* TEXT TO READ:
————

0

Suppose I have the following string, representing one or many days or day ranges:

mon,thu..fri,sun

How can I match any arbitrary list of ranges or single days with a regular expression, without expanding the day alternatives twice?

I currently have this:

(?P<weekdays>
    (                        
        \b
        (mon|tue|wed|thu|fri|sat|sun)
        (\.\.(mon|tue|wed|thu|fri|sat|sun))?
        ,?
    )*
)

... this works, but it forces me to repeat the day alternatives in the regex (which are simplified here but are longer!). Note that this regex matches for fri,sat, thus optionally ending in a comma, this IS the desired behavior.

I also tried making the range portion a limited repetition using {1,2}, but I am unable to avoid matching the invalid mon..tue..fri because the pattern restarts via the optional comma.

Note that this is part of a longer regex so I can't use the global flag.

This is the Regex101 URL, where I also added some unit tests.

Small edit: used the \b metacharacter instead of a negative lookahead.

————

* DATA:
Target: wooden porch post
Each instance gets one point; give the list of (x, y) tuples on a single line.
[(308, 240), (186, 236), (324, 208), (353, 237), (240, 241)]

————

* PROBLEMS:
1. Please rewrite the paragraph in the question on matching day ranges that begins "I also tried making the range portion" as a short list that keeps its main facts.
2. Write what comes next in the question on matching day ranges, picking up after its final line.

* IN RESPONSE:
1.
- The range portion was limited to one or two repetitions with {1,2}.
- This still matched the invalid mon..tue..fri.
- The optional comma lets the pattern restart.

2.
istepaniuk
  • 4,016
  • 2
  • 32
  • 60

3 Answers3

1

you can try this

/(\bmon\b|\btue\b|\bwed\b|\bthu\b|\bfri\b|\bsat\b|\bsun\b)/g
  • 1
    Thanks. Could you perhaps elaborate a bit more? Try that how? The boundary metacharacter could be an interesting thing to apply here, but I don't see how your regex relates to my question (despite being days) – istepaniuk Dec 31 '20 at 17:23
1

You can use PCRE named group and reuse a sub-pattern later using (?&groupName) construct:

^(?<weekdays>
    (                        
        \b
        (?<weeks>mon|tue|wed|thu|fri|sat|sun)
        (?:\.\.(?&weeks))?
        ,?
    )+
)$

RegEx Demo


To keep definition separate from reference, use DEFINE directive of PCRE:

(?(DEFINE)
   (?<weeks>mon|tue|wed|thu|fri|sat|sun)
)
^(?P<weekdays>
    (?:                        
        \b
        (?&weeks)
        (?:\.\.(?&weeks))?
        ,?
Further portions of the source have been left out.